Copy out the following lines word for word, keeping every character and line break the same.

Segment Open

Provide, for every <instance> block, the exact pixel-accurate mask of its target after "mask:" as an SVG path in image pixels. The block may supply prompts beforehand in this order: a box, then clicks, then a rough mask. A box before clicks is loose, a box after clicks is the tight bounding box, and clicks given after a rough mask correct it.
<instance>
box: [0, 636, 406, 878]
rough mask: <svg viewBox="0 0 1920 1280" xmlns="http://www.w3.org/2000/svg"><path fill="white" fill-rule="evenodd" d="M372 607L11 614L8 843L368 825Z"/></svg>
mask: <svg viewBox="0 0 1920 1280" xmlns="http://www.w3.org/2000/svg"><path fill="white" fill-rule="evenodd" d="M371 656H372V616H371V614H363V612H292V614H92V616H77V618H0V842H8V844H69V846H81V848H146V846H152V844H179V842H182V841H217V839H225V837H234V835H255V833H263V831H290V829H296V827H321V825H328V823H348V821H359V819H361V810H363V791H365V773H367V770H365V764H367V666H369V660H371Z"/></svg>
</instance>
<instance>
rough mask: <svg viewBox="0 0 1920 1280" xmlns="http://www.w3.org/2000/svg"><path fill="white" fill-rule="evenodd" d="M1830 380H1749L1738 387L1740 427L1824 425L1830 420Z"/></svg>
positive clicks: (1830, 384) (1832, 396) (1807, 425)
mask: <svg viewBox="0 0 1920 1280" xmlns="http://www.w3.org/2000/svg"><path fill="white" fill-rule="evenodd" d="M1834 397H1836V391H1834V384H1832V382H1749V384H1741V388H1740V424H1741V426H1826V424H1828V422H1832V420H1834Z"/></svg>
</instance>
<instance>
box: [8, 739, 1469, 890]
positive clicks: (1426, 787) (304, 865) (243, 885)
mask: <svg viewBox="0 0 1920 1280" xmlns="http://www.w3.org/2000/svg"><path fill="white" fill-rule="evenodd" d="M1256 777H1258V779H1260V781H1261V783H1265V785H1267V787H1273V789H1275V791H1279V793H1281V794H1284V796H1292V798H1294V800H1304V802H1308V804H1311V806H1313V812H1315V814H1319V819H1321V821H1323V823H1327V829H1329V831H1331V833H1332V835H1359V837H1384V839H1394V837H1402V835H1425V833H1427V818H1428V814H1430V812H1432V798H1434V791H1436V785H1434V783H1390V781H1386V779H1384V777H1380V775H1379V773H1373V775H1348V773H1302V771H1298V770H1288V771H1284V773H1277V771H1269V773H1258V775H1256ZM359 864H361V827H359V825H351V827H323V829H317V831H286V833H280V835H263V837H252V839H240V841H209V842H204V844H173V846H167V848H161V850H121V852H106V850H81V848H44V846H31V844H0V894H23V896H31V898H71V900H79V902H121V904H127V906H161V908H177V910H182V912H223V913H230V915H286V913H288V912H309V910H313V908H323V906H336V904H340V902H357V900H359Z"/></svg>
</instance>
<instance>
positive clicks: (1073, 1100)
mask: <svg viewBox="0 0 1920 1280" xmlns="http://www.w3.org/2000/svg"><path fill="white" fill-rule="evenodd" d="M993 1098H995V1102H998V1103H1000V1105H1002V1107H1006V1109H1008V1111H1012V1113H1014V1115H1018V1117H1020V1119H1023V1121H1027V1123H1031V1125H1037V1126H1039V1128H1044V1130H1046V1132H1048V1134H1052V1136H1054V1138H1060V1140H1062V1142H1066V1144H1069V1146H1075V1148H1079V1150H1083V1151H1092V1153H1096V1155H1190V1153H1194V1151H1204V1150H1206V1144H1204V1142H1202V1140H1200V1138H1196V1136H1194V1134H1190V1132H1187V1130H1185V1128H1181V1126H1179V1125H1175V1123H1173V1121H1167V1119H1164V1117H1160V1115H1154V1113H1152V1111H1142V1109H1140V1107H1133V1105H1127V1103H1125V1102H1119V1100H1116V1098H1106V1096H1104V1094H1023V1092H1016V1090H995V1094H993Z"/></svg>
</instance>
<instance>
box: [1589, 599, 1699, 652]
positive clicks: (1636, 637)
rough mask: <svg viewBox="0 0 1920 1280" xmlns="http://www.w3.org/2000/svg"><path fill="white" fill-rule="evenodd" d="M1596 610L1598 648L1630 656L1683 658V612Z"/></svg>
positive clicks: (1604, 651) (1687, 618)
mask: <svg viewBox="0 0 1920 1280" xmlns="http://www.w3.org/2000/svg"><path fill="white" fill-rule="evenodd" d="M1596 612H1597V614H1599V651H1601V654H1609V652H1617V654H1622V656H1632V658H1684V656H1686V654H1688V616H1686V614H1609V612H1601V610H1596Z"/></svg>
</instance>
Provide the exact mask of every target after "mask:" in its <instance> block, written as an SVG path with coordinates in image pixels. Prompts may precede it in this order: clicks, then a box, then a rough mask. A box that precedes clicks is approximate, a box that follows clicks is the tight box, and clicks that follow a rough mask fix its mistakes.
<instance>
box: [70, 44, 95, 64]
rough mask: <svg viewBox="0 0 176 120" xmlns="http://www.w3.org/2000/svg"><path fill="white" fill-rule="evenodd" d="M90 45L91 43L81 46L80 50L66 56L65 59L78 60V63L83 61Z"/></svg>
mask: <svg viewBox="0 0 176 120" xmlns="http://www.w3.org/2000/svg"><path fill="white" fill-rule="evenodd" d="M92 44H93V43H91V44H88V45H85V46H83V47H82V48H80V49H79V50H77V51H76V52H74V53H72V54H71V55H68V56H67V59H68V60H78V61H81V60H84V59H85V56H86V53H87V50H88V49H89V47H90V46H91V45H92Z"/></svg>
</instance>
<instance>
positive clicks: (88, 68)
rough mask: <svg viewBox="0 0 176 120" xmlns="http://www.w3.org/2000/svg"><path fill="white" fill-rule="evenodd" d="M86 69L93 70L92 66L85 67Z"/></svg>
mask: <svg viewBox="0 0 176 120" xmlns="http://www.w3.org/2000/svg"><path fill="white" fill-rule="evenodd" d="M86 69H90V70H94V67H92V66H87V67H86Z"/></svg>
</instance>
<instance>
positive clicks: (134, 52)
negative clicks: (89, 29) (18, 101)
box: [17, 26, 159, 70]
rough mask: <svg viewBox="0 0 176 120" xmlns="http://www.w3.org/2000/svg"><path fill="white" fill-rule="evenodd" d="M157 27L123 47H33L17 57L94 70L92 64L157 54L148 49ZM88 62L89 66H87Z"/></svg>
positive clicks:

Segment Closed

§ Reply
Provide, for every <instance> block, the exact pixel-accurate mask of its target after "mask:" as an SVG path in image pixels. The block may supply prompts beforehand in this order: a box, then clicks, then a rough mask. A box before clicks is loose, a box after clicks is the tight bounding box, and clicks given after a rough mask correct it.
<instance>
box: [0, 636, 406, 878]
rough mask: <svg viewBox="0 0 1920 1280" xmlns="http://www.w3.org/2000/svg"><path fill="white" fill-rule="evenodd" d="M372 607L11 614L8 843L368 825Z"/></svg>
mask: <svg viewBox="0 0 1920 1280" xmlns="http://www.w3.org/2000/svg"><path fill="white" fill-rule="evenodd" d="M371 656H372V616H371V614H363V612H292V614H92V616H77V618H0V842H8V844H69V846H81V848H146V846H152V844H179V842H182V841H217V839H225V837H234V835H255V833H263V831H290V829H296V827H321V825H328V823H348V821H359V819H361V810H363V791H365V773H367V770H365V764H367V666H369V660H371Z"/></svg>
</instance>
<instance>
rough mask: <svg viewBox="0 0 1920 1280" xmlns="http://www.w3.org/2000/svg"><path fill="white" fill-rule="evenodd" d="M1830 380H1749L1738 387L1740 427L1824 425L1830 420Z"/></svg>
positive clicks: (1830, 384) (1832, 396) (1807, 425)
mask: <svg viewBox="0 0 1920 1280" xmlns="http://www.w3.org/2000/svg"><path fill="white" fill-rule="evenodd" d="M1834 397H1836V391H1834V384H1832V382H1749V384H1741V388H1740V424H1741V426H1826V424H1828V422H1832V420H1834Z"/></svg>
</instance>
<instance>
box: [8, 739, 1469, 890]
positive clicks: (1426, 787) (304, 865) (243, 885)
mask: <svg viewBox="0 0 1920 1280" xmlns="http://www.w3.org/2000/svg"><path fill="white" fill-rule="evenodd" d="M1256 777H1258V779H1260V781H1261V783H1265V785H1267V787H1273V789H1275V791H1279V793H1281V794H1284V796H1292V798H1294V800H1304V802H1308V804H1311V806H1313V812H1315V814H1319V819H1321V821H1323V823H1327V829H1329V831H1331V833H1332V835H1359V837H1384V839H1394V837H1402V835H1425V833H1427V818H1428V814H1430V812H1432V798H1434V791H1436V785H1434V783H1390V781H1386V779H1384V777H1380V775H1379V773H1373V775H1348V773H1302V771H1298V770H1288V771H1284V773H1277V771H1269V773H1258V775H1256ZM359 864H361V827H359V825H351V827H323V829H317V831H286V833H280V835H263V837H252V839H240V841H209V842H204V844H173V846H167V848H161V850H121V852H106V850H81V848H44V846H31V844H0V894H23V896H31V898H71V900H79V902H121V904H127V906H161V908H177V910H182V912H223V913H230V915H286V913H288V912H309V910H313V908H323V906H336V904H340V902H357V900H359Z"/></svg>
</instance>
<instance>
positive clicks: (1073, 1100)
mask: <svg viewBox="0 0 1920 1280" xmlns="http://www.w3.org/2000/svg"><path fill="white" fill-rule="evenodd" d="M993 1098H995V1102H998V1103H1000V1105H1002V1107H1006V1109H1008V1111H1012V1113H1014V1115H1018V1117H1020V1119H1023V1121H1027V1123H1031V1125H1037V1126H1039V1128H1044V1130H1046V1132H1048V1134H1052V1136H1054V1138H1060V1140H1062V1142H1066V1144H1069V1146H1075V1148H1079V1150H1083V1151H1092V1153H1096V1155H1190V1153H1194V1151H1204V1150H1206V1144H1204V1142H1202V1140H1200V1138H1196V1136H1194V1134H1190V1132H1187V1130H1185V1128H1181V1126H1179V1125H1175V1123H1173V1121H1167V1119H1164V1117H1160V1115H1154V1113H1152V1111H1142V1109H1140V1107H1133V1105H1127V1103H1125V1102H1119V1100H1116V1098H1106V1096H1104V1094H1023V1092H1016V1090H995V1094H993Z"/></svg>
</instance>
<instance>
box: [1589, 599, 1699, 652]
positive clicks: (1636, 637)
rough mask: <svg viewBox="0 0 1920 1280" xmlns="http://www.w3.org/2000/svg"><path fill="white" fill-rule="evenodd" d="M1596 610L1598 648L1630 656L1683 658V612Z"/></svg>
positive clicks: (1604, 651) (1687, 618)
mask: <svg viewBox="0 0 1920 1280" xmlns="http://www.w3.org/2000/svg"><path fill="white" fill-rule="evenodd" d="M1596 612H1597V614H1599V651H1601V654H1609V652H1617V654H1622V656H1632V658H1684V656H1686V654H1688V616H1686V614H1609V612H1601V610H1596Z"/></svg>
</instance>
Provide the exact mask of every target after "mask:" in its <instance> block, written as an SVG path with coordinates in image pixels. Prompts may precede it in this order: clicks, then a box, then a rough mask. A box that precedes clicks is approximate, a box that follows clicks is the tight box, and clicks that follow a rough mask fix its mistakes.
<instance>
box: [70, 44, 95, 64]
rough mask: <svg viewBox="0 0 176 120" xmlns="http://www.w3.org/2000/svg"><path fill="white" fill-rule="evenodd" d="M90 45L91 43L81 46L80 50L66 56L65 59L78 60V63L83 61Z"/></svg>
mask: <svg viewBox="0 0 176 120" xmlns="http://www.w3.org/2000/svg"><path fill="white" fill-rule="evenodd" d="M92 44H93V43H91V44H88V45H85V46H83V47H82V48H80V49H79V50H77V51H76V52H74V53H72V54H71V55H68V56H67V59H68V60H78V61H81V60H84V59H85V56H86V53H87V50H88V49H89V47H90V46H91V45H92Z"/></svg>
</instance>
<instance>
positive clicks: (88, 68)
rough mask: <svg viewBox="0 0 176 120" xmlns="http://www.w3.org/2000/svg"><path fill="white" fill-rule="evenodd" d="M86 69L93 70L92 66L85 67Z"/></svg>
mask: <svg viewBox="0 0 176 120" xmlns="http://www.w3.org/2000/svg"><path fill="white" fill-rule="evenodd" d="M86 69H90V70H94V67H92V66H87V67H86Z"/></svg>
</instance>
<instance>
positive clicks: (134, 52)
negative clicks: (89, 29) (18, 101)
box: [17, 26, 159, 70]
rough mask: <svg viewBox="0 0 176 120" xmlns="http://www.w3.org/2000/svg"><path fill="white" fill-rule="evenodd" d="M157 27L123 47H33L17 57L94 70L92 64L157 54L148 49ZM88 62L89 66H87Z"/></svg>
positive clicks:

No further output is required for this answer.